--- Begin DOCUMENT EXCERPT ---

A phase of the business cycle characterized by a general period of rising economic activity. An expansion is one of two basic business cycle phases. The other is contraction. The transition from expansion to contraction is termed a peak and the transition from contraction to expansion is termed a trough. The early phase of an expansion is commonly termed a recovery.
A business-cycle expansion is a general increase in economic activity, so named because the aggregate economy is "expanding" or growing bigger. An expansion is often considered the "normal" state of the economy, resulting from ongoing attempts to address the scarcity problem, made possible by increasing the quantity and quality of the resources. The study of macroeconomics centers on policies that promote expansions.

Making it Official

The onset and length of an expansion is officially tracked by the official trackers at the National Bureau of Economic Research.

Expansions last, on average, about 3-4 years, but this is by no means guaranteed. One expansion in the early 1980s lasted a mere 12 months. The next expansion then lasted over 8 years. Much of the 1990s was dedicated to a 120-month, 10-year expansion.

Newspeople, political leaders, and economists are prone to call the early part of an expansion a recovery. During this period, the economy is picking up the pace after a contraction, but it has not yet returned to the pre-contraction level of economic activity.

While expansions are frequently indicated by an increase of real gross domestic product, they also show up in many aggregate measures of economic activity. A big one is the unemployment rate, which typically declines, approaching the full employment level of about 5%, if not lower. The inflation rate also tends to rise, especially during the latter stages of an expansion. Aggregate expenditures on gross domestic product, especially investment and to a lesser degree consumption, also increase.

A Graphical Upturn

A Shaded Expansion
Business Cycle
The diagram at the right presents a simple business cycle. The red line represents the value of real gross domestic product (real GDP) over a period of several months. The blue line is potential real GDP, the amount of real GDP that the economy could produce by fully employing all resources.

Click the [Expansion] button to highlight the expansion phase of this business cycle. The shaded segment of the real GDP line between points B and C is the expansion. Clearly real GDP rises over this segment. An expansion generally takes the economy from below the long-run trend to at or above the long-run trend. The early part of an expansion is usually termed a recovery because the economy is "recovering" from a contraction.

Because the long-run trend represents full employment, when real GDP reaches the long-run trend, when actual real GDP is equal to potential real GDP, then the economy has full employment. Inflation problems, however, arise when actual real GDP exceeds potential real GDP, as is the case in this diagram near point C. In addition, the more real GDP rises above the long-run trend, then the greater inflation problems are likely to be.

--- End DOCUMENT EXCERPT ---
--- Begin DATA SHOWN ---

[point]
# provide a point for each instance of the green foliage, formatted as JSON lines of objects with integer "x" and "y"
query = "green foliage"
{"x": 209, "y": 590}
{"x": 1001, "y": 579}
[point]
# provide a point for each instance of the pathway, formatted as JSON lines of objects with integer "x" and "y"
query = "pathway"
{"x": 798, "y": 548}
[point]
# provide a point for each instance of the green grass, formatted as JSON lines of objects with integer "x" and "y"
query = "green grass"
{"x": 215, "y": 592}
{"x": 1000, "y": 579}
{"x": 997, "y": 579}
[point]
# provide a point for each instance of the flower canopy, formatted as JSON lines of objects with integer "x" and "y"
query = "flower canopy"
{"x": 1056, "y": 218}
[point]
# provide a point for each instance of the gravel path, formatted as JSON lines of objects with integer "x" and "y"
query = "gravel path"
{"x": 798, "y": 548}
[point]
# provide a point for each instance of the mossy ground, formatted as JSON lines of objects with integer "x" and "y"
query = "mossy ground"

--- End DATA SHOWN ---

#### [REQUIREMENTS]
A. Answer these about the text on business-cycle expansions, one per line:
(i) What is the transition from contraction to expansion called?
(ii) How long did the expansion covering much of the 1990s last?
(iii) What does the blue line in the diagram represent?
B. Please extend the text on business-cycle expansions with a further passage that picks up after its final sentence.

#### [SOLVED TASKS]
A.
(i) A trough.
(ii) 120 months, or 10 years.
(iii) Potential real GDP, the amount of real GDP the economy could produce by fully employing all resources.

B.
The Bad with the Good

Generally speaking, life is grand during a business-cycle expansion. The economy is growing. More goods are produced. Resources are employed. People are happily satisfying their wants and needs. Living standards rise. Businesses are profitable. Expansions tend to be the best of times. Expansions are what the economy seeks in the never-ending pursuit of satisfying unlimited wants and needs with limited resources. But even during expansionary good times, there are bads.

  • First, inflation tends to worsen during an expansion. When the economy rises too much too quickly, production capabilities are stretched to their limits. The four macroeconomic sectors try to buy more than the economy can produce and the result is inflation. Inflation tends to hit some members of society more than most. People on fixed incomes, like retirees, or those owning a great deal of financial assets, like banks, are most adversely affected by inflation.

  • Second, inefficiency tends to worsen in an expansion. During an expansion, everything is great. Everyone works. Every business is profitable. In fact, a business or worker needs to be completely incompetent or extremely unlucky not to enjoy higher profits or a rising living standard. This widespread, almost assured prosperity, reduces the incentive to be efficient and to get the most out of your productive abilities. If a worker is more or less guaranteed a rising living standard without putting forth extra effort, why put forth extra effort? As such, increased inefficiency results.

Contractionary Policies

Contractionary policies are appropriate when a business-cycle expansion heats up to the point of higher inflation. The two types are contractionary fiscal policy and contractionary monetary policy.
  • Contractionary fiscal policy is higher taxes or fewer government purchases. Inflation worsens during an expansion when buyers try to buy more than the economy can produce. This excessive spending, and the inflationary pressure that results, can be reduced directly by decreasing government purchases or indirectly by increasing taxes and diverting household income away from consumption expenditures.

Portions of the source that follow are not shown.